_HOW TO COMPLETE THIS TASK_
When the line containing "the green porch" appears in the data below, begin copying there and stop only after the line containing "the sign on".

_PROVIDED DATA_
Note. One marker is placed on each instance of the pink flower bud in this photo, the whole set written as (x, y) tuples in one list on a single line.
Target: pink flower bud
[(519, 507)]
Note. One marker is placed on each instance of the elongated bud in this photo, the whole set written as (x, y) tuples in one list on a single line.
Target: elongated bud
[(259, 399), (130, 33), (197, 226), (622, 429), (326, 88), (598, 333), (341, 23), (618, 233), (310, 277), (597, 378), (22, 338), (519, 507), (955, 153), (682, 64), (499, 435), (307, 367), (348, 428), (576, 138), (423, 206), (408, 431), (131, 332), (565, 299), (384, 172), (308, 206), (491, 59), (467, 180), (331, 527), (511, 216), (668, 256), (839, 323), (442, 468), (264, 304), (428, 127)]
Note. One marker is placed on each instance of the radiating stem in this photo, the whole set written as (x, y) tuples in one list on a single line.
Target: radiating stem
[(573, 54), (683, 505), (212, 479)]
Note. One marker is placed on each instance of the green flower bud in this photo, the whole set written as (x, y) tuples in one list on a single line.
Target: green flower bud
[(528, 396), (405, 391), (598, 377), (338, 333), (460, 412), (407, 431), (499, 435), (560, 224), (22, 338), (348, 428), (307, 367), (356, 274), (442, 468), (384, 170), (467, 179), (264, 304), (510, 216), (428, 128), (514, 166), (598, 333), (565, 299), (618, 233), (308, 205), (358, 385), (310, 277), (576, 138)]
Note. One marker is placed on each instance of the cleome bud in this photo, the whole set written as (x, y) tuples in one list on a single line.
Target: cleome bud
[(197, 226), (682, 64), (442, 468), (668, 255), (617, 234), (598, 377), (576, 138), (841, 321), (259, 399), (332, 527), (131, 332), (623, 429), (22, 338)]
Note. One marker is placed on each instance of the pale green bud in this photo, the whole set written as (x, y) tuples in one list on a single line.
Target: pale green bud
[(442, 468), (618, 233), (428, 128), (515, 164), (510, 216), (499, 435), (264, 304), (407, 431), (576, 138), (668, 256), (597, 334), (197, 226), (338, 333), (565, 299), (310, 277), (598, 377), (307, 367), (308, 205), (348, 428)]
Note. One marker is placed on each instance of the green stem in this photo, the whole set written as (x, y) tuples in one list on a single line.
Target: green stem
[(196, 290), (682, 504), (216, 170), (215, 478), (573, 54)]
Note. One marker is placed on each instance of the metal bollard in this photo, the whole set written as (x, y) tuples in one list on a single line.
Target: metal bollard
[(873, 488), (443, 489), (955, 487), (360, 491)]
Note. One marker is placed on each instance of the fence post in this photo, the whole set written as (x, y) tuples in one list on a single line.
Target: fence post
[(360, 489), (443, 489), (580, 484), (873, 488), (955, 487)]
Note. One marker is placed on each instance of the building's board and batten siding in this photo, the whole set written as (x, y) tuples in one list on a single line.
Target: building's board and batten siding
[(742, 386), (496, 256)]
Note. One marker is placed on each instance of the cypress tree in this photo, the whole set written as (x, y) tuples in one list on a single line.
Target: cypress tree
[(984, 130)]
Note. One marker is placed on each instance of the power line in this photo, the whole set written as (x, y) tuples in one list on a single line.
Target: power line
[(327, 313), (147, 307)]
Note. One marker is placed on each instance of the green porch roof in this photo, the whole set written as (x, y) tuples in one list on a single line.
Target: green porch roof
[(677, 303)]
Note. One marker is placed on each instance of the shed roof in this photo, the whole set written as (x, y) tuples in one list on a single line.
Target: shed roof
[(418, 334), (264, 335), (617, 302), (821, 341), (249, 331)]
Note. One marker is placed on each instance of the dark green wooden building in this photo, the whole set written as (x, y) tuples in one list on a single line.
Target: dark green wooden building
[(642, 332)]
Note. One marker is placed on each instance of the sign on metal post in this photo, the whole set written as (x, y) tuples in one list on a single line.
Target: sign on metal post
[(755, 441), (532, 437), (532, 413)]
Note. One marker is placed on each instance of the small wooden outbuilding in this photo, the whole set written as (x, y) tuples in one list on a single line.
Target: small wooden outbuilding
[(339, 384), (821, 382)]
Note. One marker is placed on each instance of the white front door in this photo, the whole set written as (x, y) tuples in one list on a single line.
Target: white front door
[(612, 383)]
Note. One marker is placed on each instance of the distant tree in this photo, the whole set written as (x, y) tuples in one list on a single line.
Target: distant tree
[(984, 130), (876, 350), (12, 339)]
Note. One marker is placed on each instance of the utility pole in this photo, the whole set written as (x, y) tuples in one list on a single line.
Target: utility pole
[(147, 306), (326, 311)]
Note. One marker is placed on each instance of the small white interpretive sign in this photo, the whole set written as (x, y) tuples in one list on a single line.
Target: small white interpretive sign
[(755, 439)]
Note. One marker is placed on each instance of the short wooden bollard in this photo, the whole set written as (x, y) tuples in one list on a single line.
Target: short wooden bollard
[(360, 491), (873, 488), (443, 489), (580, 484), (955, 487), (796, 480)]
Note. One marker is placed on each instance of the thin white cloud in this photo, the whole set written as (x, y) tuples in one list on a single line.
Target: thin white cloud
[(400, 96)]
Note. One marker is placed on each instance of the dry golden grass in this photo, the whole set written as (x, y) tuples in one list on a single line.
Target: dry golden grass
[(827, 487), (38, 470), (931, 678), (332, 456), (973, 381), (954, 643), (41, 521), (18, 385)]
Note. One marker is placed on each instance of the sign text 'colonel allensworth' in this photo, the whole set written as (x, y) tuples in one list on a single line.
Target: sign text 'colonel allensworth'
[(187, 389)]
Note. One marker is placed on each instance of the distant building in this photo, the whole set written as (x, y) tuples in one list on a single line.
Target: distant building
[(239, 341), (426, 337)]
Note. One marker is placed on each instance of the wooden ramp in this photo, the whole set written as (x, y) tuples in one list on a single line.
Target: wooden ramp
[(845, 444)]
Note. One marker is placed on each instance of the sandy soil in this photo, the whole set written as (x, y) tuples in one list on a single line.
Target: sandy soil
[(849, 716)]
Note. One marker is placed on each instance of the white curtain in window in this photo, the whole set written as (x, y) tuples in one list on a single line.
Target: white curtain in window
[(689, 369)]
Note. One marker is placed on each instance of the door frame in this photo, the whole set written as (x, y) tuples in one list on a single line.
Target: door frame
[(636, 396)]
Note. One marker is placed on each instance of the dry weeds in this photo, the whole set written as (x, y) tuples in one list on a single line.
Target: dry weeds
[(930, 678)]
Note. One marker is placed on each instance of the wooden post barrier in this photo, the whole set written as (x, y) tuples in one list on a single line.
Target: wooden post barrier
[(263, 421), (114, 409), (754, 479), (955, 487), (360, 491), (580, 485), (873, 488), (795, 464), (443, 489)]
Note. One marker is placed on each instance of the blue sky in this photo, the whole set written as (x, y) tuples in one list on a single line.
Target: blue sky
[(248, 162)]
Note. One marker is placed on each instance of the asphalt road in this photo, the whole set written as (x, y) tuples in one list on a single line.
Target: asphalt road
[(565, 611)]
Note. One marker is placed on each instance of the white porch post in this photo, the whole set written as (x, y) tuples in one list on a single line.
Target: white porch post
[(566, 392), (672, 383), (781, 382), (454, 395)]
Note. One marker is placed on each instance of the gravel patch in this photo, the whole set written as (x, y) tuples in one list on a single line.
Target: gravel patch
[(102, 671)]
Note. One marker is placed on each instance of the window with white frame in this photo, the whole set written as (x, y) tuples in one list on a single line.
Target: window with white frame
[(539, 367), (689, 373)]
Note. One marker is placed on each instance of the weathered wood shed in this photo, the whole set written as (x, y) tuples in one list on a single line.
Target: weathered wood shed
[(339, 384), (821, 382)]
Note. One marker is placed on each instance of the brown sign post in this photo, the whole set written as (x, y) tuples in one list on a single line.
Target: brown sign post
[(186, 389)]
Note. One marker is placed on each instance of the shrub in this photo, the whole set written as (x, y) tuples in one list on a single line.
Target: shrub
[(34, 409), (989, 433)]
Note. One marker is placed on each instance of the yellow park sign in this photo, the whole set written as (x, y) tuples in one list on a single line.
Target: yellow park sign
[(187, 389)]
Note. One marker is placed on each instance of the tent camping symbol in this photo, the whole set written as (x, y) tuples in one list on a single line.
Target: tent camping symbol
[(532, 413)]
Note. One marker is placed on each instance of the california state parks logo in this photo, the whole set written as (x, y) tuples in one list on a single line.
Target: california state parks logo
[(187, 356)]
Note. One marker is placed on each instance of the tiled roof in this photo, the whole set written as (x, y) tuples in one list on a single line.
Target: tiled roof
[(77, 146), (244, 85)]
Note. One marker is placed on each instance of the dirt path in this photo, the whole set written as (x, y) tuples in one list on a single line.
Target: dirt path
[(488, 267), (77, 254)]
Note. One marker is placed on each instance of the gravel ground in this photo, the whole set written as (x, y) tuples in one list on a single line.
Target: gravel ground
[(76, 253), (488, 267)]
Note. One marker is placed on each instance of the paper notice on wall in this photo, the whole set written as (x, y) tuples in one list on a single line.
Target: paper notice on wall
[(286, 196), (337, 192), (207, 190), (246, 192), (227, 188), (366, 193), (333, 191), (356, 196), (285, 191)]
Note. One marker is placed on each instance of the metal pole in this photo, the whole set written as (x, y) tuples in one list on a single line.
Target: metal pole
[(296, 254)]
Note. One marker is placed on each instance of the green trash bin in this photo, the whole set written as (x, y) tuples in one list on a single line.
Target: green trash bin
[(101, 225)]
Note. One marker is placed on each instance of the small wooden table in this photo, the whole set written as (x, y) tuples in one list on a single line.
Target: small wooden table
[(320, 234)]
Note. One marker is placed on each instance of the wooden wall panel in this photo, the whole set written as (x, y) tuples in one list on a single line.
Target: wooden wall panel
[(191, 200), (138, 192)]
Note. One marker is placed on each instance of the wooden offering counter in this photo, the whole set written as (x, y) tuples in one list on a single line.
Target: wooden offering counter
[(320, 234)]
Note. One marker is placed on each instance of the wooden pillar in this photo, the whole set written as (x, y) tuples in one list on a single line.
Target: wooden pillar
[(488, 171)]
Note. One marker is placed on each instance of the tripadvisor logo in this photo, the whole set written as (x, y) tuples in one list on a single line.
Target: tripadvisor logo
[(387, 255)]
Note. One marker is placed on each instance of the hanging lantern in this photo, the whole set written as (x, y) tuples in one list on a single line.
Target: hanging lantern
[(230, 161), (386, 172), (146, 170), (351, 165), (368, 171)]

_WRITTEN ANSWER_
Note. One marker is placed on each instance of the green porch roof in this photo, the whole set written as (x, y) tuples in one list on a single line.
Target: green porch roof
[(677, 303)]
Note. One marker is placed on each instance of the shed roof in this photo, the whole set written as (x, y) tuples in one list on a single line.
Target: shed roof
[(418, 334), (264, 335), (617, 302), (821, 341), (249, 331)]
Note. One marker is placed on each instance of the dark green wooden building in this photo, the whole set written as (x, y) tuples in one list on a single line.
Target: dark green wooden building
[(642, 332)]
Note. One marker is placed on each instance of the sign on metal post in this photo, the whole set written as (x, y) tuples in one list on a single line.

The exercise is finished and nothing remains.